- **TASK**:
Retype every row below, keeping each character the same.

begin INFORMATION GIVEN

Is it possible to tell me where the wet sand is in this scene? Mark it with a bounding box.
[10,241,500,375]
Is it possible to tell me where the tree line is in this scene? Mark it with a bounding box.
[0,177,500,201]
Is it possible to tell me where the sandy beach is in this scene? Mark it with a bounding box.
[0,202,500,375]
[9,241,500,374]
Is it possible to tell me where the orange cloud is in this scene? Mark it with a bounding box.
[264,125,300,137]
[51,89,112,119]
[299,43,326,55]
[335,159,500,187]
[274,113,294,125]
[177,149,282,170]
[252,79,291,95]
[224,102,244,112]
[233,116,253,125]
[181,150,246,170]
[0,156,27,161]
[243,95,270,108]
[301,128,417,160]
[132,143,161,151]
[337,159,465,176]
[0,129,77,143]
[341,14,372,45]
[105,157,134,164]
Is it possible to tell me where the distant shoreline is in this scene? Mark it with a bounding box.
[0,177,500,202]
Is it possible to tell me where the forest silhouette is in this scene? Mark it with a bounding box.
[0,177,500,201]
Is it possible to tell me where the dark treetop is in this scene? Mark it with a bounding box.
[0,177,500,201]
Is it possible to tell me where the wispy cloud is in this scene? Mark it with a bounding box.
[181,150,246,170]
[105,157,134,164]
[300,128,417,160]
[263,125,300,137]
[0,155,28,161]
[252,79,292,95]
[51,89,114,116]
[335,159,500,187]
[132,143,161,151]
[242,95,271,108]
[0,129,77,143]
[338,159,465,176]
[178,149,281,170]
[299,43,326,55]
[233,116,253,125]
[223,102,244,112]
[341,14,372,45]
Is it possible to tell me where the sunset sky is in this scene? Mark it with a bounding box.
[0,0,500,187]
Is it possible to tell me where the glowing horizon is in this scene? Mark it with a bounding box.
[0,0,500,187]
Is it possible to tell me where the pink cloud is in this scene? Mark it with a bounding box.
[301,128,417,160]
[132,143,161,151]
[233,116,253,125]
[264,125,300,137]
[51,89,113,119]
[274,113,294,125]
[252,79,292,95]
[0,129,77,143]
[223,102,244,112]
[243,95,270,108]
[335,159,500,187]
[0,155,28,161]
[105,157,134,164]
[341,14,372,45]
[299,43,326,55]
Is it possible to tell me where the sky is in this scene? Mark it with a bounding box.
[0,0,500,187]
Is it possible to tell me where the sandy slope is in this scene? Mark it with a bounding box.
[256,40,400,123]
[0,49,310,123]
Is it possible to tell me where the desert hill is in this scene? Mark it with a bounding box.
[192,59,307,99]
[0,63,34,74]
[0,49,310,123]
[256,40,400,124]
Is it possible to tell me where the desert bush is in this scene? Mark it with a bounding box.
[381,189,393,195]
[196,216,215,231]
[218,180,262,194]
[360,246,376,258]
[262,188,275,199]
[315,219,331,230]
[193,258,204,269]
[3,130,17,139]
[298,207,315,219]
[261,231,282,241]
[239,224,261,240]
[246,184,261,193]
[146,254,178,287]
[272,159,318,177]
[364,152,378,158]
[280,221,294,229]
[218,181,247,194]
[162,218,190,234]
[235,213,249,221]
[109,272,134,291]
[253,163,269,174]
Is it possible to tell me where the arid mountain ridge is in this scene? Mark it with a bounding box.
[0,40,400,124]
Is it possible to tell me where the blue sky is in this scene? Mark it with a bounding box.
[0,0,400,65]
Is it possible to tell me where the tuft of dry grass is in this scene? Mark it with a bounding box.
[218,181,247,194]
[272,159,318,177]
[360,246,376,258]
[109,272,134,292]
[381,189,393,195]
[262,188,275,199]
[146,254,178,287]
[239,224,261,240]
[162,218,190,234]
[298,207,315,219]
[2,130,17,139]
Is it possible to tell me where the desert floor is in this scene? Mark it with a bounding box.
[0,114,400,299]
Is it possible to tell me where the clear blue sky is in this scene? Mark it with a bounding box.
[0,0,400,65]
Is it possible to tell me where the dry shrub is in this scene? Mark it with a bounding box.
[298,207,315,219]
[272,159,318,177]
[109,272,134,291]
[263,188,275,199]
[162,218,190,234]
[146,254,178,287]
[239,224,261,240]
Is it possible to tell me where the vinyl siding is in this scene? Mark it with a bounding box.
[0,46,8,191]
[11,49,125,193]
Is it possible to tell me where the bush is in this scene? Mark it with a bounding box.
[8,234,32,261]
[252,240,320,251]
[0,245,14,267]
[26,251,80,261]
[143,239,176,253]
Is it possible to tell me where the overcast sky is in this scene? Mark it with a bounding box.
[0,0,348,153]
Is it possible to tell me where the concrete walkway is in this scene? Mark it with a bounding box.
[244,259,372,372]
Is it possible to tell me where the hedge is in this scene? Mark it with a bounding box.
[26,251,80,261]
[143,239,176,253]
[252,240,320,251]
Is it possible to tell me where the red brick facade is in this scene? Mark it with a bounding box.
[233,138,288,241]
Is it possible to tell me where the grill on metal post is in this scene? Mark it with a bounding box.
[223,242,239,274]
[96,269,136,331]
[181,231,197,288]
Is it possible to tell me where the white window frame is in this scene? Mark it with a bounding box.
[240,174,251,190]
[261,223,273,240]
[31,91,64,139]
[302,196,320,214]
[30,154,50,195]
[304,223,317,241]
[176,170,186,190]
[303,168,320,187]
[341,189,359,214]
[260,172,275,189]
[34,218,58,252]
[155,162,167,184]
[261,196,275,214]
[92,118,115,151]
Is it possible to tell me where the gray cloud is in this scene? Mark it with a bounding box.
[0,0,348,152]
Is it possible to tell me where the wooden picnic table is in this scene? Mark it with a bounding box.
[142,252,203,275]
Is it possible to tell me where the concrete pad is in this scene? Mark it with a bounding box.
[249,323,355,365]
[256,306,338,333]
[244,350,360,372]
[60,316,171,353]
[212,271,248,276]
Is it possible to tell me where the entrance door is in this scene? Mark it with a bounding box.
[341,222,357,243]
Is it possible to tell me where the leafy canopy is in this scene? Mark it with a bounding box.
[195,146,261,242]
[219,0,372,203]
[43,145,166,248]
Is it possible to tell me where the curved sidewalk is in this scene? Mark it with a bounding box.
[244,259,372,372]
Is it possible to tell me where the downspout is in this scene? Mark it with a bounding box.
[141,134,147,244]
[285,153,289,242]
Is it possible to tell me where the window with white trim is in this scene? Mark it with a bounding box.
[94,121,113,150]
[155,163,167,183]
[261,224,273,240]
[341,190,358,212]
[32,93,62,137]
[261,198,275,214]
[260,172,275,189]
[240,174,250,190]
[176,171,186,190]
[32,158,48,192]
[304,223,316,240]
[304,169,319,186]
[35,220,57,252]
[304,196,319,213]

end INFORMATION GIVEN

- **SOLUTION**:
Is it possible to tell me where the wet sand is in this scene? Mark it with a bounding box.
[10,241,500,375]
Is it possible to tell me where the tree line is in this scene? Mark it with a bounding box.
[0,177,500,201]
Is it possible to tell me where the sandy beach is in this scene? Mark it with a bounding box.
[0,202,500,375]
[9,241,500,374]
Is it possible to tell me where the orange cloud is in this scene? Mark it with a bounding box.
[264,125,300,137]
[51,89,112,119]
[299,43,326,55]
[335,159,500,187]
[274,113,294,125]
[177,149,282,170]
[252,79,291,95]
[224,102,244,112]
[233,116,253,125]
[181,150,246,170]
[0,156,27,161]
[243,95,270,108]
[301,128,417,160]
[132,143,161,151]
[337,159,465,176]
[0,129,77,143]
[341,14,372,45]
[105,157,134,164]
Is it possible to tell me where the distant shoreline is in this scene? Mark it with a bounding box.
[0,177,500,202]
Is it possible to tell me where the forest silhouette is in this scene? Mark it with a bounding box.
[0,177,500,201]
Is it possible to tell me where the dark treetop is in this scene? Mark it with a bounding box.
[0,177,500,201]
Is it possible to tell me where the wispy cloud is in this scene? Mark it with a bounding box.
[181,150,246,170]
[105,157,134,164]
[300,128,417,160]
[263,125,300,137]
[0,155,28,161]
[252,79,292,95]
[51,89,114,116]
[335,159,500,187]
[132,143,161,151]
[242,95,271,108]
[0,129,77,143]
[338,159,465,176]
[178,149,281,170]
[299,43,326,55]
[233,116,253,125]
[223,102,244,112]
[341,14,372,45]
Is it possible to tell me where the sunset sky is in this scene? Mark it with a bounding box.
[0,0,500,187]
Is it possible to tell me where the glowing horizon is in this scene? Mark it with a bounding box.
[0,0,500,187]
Is it possible to tell me where the pink cloud is in this scene? Mark it with a bounding box.
[301,128,417,160]
[132,143,161,151]
[233,116,253,125]
[264,125,300,137]
[51,89,113,119]
[274,113,294,125]
[252,79,292,95]
[0,129,77,143]
[223,102,244,112]
[243,95,270,108]
[335,159,500,187]
[0,155,28,161]
[105,157,134,164]
[341,14,372,45]
[299,43,326,55]
Is it possible to tell me where the sky is in this scene? Mark it with a bounding box.
[0,0,500,187]
Is it possible to tell me where the sandy slope is in this scene? Mark it with a bounding box.
[256,40,400,123]
[0,49,310,123]
Is it possible to tell me where the desert hill is in this scene? Mark it with a bounding box.
[192,59,307,99]
[0,63,34,74]
[0,49,310,123]
[256,40,400,124]
Is it possible to tell me where the desert bush is in this scene? Mark it with a bounding box.
[381,189,393,195]
[196,216,215,231]
[218,180,262,194]
[360,246,376,258]
[262,188,275,199]
[315,219,331,230]
[193,258,204,269]
[3,130,17,139]
[298,207,315,219]
[261,231,282,241]
[239,224,261,240]
[246,184,261,193]
[146,254,178,287]
[272,159,318,177]
[364,152,378,158]
[280,221,294,229]
[218,181,247,194]
[162,218,190,234]
[235,213,249,221]
[109,272,134,291]
[253,163,269,174]
Is it possible to tell me where the arid mountain ridge is in this scene? Mark it with a bounding box.
[0,40,400,124]
Is it possible to tell me where the blue sky is in this scene? Mark it with a bounding box.
[0,0,400,65]
Is it possible to tell me where the tuft of dry grass is in this scene? Mark it with a bounding box.
[218,181,247,194]
[272,159,318,177]
[360,246,376,258]
[109,272,134,292]
[381,189,393,195]
[262,188,275,199]
[146,254,178,287]
[239,224,261,240]
[162,218,190,234]
[298,207,315,219]
[2,130,17,139]
Is it possible to tell me where the desert floor is in this scene? Mark it with a bounding box.
[0,114,400,299]
Is it possible to tell me where the clear blue sky is in this scene? Mark it with a bounding box.
[0,0,400,65]
Is it possible to tell me where the dry shrub is in this scene? Mark it with a bounding box.
[298,207,315,219]
[272,159,318,177]
[109,272,134,291]
[263,188,275,199]
[162,218,190,234]
[146,254,178,287]
[239,224,261,240]
Is it possible to tell me where the vinyl siding is in this scene? Mark it with a bounding box.
[0,46,8,191]
[11,49,125,193]
Is it possible to tell me where the bush is in this scene? Mark it with a bounding box.
[8,234,32,261]
[252,240,320,251]
[0,245,14,267]
[26,251,80,261]
[143,239,176,253]
Is it possible to tell me where the overcast sky is in this scene? Mark it with a bounding box.
[0,0,348,153]
Is it possible to tell me where the concrete walkway is in this scene? Mark it with a bounding box.
[244,259,372,372]
Is it possible to tell me where the hedge is in this scene? Mark it with a bounding box.
[26,251,80,261]
[143,239,176,253]
[252,240,320,251]
Is it possible to tell me where the red brick facade is in this scene? Mark it with a bounding box.
[233,138,288,241]
Is it possible to tell me where the grill on metal post is in this scene? Mark it with a bounding box.
[223,242,239,274]
[96,269,136,331]
[181,231,197,288]
Is it possible to tell me where the white window frame is in this scene? Mark it with a bounding box.
[240,174,251,190]
[261,223,273,240]
[31,91,64,139]
[302,196,320,214]
[30,154,50,195]
[304,223,317,241]
[176,170,186,190]
[303,168,320,187]
[341,189,359,214]
[260,172,275,189]
[34,218,58,252]
[155,162,167,184]
[261,196,275,214]
[92,118,115,151]
Is it possible to tell me where the gray cloud is in this scene? Mark it with a bounding box.
[0,0,348,152]
Is it possible to tell me where the wooden picnic table is in this scene? Mark it with a bounding box.
[142,252,203,275]
Is it possible to tell me where the concrete pad is in this scene? Mark it with a bounding box.
[249,323,355,365]
[256,306,338,333]
[244,350,360,372]
[60,316,171,353]
[212,271,248,276]
Is it possible to tell me where the entrance door is in this scene? Mark it with a bounding box.
[341,222,357,243]
Is it possible to tell me where the leafy canopy is in this scene? Mark it with a bounding box.
[195,146,261,242]
[219,0,372,203]
[43,145,166,248]
Is it possible to tell me where the curved sidewalk is in this scene? Mark it with a bounding box.
[244,259,372,372]
Is it possible to tell me where the downspout is in this scene? Mark it with a bounding box.
[141,134,147,244]
[285,153,289,242]
Is it possible to tell me where the window with white trim is in this scene? Mark it with a bounding box.
[94,121,113,150]
[155,163,167,183]
[261,224,273,240]
[341,190,358,212]
[32,93,62,137]
[261,198,275,214]
[260,172,275,189]
[240,174,250,190]
[176,171,186,190]
[32,158,48,192]
[304,223,316,240]
[304,169,319,186]
[35,220,57,252]
[304,196,319,213]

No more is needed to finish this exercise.